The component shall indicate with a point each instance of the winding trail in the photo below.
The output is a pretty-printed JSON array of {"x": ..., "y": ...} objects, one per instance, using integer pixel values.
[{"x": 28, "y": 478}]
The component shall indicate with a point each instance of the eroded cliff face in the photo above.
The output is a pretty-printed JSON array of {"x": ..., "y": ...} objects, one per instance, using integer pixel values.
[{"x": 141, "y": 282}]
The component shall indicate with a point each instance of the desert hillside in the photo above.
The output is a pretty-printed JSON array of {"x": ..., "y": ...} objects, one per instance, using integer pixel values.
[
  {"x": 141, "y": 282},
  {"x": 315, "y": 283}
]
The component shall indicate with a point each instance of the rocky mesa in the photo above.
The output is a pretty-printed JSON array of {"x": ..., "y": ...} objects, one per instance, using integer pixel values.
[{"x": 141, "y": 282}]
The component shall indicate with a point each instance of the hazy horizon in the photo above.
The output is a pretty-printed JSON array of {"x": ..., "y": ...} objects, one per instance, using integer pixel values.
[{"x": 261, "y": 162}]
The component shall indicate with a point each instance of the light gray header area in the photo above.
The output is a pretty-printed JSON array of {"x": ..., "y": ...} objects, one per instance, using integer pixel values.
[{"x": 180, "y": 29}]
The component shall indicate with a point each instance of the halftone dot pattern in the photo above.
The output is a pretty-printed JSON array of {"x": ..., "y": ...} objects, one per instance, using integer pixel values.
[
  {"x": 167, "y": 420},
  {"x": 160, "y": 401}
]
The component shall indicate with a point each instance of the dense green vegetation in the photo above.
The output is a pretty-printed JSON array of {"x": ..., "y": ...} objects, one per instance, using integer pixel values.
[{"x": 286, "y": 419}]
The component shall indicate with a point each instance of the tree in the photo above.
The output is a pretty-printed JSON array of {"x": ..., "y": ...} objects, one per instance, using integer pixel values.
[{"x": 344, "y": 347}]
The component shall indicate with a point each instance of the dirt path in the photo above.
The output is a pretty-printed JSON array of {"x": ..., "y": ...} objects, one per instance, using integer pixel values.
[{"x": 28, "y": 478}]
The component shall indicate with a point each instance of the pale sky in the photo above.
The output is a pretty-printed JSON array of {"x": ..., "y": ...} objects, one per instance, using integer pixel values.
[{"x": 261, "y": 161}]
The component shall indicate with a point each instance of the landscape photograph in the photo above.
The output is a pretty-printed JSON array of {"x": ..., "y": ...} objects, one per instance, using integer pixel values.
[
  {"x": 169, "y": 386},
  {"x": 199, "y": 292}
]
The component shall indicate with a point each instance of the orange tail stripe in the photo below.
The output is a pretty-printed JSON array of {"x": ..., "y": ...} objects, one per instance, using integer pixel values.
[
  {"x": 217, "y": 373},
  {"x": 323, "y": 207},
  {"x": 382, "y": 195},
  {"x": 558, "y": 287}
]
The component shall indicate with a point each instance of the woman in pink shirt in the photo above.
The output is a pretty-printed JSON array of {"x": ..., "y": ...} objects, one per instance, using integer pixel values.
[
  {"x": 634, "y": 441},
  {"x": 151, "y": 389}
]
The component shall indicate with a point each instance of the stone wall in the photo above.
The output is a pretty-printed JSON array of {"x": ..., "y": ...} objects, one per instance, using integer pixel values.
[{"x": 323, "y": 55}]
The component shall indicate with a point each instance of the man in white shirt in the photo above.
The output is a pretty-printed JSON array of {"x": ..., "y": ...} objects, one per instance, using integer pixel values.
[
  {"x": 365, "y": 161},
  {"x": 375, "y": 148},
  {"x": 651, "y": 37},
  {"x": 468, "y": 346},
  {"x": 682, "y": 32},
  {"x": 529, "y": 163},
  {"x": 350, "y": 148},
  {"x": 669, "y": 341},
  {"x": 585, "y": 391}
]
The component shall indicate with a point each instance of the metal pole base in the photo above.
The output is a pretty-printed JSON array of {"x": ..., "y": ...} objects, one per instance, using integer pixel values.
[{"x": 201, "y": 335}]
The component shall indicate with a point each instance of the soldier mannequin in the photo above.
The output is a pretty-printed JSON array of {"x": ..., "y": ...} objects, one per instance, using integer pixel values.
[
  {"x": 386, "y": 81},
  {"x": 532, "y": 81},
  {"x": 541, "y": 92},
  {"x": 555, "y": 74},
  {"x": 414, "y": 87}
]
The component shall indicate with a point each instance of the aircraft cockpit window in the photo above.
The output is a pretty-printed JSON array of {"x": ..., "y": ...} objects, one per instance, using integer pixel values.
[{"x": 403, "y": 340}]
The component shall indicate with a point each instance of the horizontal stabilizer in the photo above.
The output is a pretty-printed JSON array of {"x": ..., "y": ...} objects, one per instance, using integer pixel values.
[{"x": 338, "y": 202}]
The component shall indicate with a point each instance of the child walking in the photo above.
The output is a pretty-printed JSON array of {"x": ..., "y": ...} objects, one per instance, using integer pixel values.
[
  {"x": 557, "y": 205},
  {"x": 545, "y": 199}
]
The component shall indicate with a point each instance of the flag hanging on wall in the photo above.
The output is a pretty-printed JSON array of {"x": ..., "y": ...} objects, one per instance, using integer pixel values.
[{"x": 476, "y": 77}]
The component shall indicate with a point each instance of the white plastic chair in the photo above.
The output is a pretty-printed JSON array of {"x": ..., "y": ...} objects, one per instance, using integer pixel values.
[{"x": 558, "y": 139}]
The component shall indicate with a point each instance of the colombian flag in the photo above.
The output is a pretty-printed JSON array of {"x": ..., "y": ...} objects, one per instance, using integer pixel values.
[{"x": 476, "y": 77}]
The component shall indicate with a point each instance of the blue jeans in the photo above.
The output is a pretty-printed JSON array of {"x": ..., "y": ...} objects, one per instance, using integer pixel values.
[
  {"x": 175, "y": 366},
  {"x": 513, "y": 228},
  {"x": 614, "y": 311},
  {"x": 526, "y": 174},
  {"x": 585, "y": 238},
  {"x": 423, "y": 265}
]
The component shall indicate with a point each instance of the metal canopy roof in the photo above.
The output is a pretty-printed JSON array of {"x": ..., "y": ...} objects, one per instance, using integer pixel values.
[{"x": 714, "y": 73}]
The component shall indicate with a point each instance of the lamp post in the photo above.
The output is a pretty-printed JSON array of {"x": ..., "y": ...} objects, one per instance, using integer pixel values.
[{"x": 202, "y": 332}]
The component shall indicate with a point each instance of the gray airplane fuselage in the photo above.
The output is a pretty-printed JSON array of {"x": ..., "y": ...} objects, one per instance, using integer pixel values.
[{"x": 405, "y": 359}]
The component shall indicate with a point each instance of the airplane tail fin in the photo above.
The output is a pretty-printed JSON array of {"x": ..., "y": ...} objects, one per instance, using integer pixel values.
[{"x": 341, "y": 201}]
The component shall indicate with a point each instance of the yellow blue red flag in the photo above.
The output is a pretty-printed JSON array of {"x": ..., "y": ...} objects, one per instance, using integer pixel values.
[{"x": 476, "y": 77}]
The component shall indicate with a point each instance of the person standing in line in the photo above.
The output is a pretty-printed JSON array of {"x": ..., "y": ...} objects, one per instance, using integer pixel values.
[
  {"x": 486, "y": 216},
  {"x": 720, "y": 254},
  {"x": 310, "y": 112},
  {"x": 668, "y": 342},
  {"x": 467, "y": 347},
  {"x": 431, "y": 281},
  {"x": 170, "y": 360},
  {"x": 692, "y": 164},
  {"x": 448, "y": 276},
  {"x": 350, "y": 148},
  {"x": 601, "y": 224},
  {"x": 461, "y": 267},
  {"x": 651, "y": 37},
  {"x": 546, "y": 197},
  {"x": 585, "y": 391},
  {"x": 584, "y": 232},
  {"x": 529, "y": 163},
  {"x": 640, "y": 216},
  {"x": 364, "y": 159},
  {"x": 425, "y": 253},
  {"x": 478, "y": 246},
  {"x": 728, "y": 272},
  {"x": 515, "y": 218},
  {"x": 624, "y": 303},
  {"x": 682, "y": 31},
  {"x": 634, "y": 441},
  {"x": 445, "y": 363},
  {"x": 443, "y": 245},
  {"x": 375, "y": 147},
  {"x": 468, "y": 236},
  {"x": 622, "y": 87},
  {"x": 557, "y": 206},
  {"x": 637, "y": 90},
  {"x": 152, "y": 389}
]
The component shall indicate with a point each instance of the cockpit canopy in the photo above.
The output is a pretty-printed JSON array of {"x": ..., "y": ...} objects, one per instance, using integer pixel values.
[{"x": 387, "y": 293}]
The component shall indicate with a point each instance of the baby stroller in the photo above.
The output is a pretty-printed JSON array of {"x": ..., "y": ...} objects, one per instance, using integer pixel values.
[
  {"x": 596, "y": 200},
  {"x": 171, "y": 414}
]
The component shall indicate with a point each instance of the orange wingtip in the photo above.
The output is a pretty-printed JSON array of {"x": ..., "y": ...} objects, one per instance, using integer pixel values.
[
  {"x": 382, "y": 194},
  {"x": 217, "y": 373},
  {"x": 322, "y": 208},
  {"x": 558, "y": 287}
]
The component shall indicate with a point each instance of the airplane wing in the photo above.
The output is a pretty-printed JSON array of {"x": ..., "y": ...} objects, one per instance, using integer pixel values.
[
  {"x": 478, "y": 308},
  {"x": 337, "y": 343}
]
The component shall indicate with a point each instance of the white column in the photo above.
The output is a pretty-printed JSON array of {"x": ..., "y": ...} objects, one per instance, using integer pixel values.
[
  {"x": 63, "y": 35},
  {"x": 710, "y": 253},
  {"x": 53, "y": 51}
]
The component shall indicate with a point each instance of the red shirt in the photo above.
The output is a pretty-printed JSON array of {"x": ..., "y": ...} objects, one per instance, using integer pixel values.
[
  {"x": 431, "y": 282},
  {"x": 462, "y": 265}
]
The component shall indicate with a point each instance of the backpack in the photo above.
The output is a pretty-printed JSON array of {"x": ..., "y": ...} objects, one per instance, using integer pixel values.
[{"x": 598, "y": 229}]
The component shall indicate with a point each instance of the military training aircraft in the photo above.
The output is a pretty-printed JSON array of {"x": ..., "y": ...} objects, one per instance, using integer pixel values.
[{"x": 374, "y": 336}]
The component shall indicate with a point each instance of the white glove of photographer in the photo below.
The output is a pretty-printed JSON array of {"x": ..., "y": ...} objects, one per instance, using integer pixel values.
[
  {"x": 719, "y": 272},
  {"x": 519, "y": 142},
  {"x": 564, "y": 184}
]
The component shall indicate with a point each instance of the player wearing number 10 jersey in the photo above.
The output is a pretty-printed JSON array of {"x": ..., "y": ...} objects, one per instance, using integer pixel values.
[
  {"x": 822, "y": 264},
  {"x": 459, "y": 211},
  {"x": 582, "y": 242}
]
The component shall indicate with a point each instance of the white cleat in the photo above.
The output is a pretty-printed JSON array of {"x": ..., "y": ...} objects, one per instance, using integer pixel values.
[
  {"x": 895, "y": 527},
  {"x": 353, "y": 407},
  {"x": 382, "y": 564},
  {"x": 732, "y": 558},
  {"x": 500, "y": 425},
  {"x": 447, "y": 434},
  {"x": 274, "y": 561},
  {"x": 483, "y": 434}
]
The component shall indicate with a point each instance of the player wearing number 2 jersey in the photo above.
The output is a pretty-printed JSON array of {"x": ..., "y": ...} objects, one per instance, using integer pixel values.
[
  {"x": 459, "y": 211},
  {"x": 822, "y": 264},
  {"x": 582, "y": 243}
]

-=-=-

• _WORK TO BE COMPLETED_
Quote verbatim the line containing "cleat in the photo above." and every line after it through the end of the records above.

• _FINAL ANSWER_
The component shall indicate with a point each instance of the white cleat in the photo above.
The output is a pretty-printed JSON array of {"x": ..., "y": ...} objects, one per instance, using integer pixel values.
[
  {"x": 895, "y": 527},
  {"x": 353, "y": 407},
  {"x": 382, "y": 564},
  {"x": 732, "y": 558},
  {"x": 500, "y": 425},
  {"x": 447, "y": 434},
  {"x": 274, "y": 561},
  {"x": 483, "y": 434}
]
The component shall indicate with a point each instance of the player wearing number 2 jersey in the photo above.
The output is a pretty-printed JSON array of {"x": ..., "y": ...} objects, one per instance, using integer pixel values.
[
  {"x": 459, "y": 211},
  {"x": 822, "y": 264},
  {"x": 582, "y": 243}
]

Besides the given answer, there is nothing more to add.